» YOUR INSTRUCTIONS
Reproduce verbatim the portion of the records below that begins with the line containing "Expected: the pointer" and ends with the line containing "Query: suv rear wheel", including both of those lines.

::: EXCERPTED RECORDS

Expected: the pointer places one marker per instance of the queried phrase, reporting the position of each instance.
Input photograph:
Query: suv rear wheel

::::::
::: EXCERPTED RECORDS

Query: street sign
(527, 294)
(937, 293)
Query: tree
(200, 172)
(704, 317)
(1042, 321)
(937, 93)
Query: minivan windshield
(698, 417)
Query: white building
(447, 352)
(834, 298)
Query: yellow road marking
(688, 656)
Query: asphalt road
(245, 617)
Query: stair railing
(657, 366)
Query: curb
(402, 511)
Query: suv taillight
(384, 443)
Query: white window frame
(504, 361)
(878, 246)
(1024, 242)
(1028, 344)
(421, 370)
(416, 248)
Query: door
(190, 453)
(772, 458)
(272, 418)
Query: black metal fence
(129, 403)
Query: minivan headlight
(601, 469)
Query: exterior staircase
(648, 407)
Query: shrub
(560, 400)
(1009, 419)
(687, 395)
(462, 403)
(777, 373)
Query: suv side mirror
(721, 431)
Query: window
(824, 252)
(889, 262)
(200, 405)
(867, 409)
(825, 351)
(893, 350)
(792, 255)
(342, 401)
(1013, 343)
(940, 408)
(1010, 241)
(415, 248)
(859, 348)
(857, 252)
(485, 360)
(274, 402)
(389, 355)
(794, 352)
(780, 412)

::::::

» ANSWER TO THIS EXERCISE
Expected: the pointer places one marker per instance of the queried phrase, reporting the position of each instance.
Input photograph:
Query: suv rear wheel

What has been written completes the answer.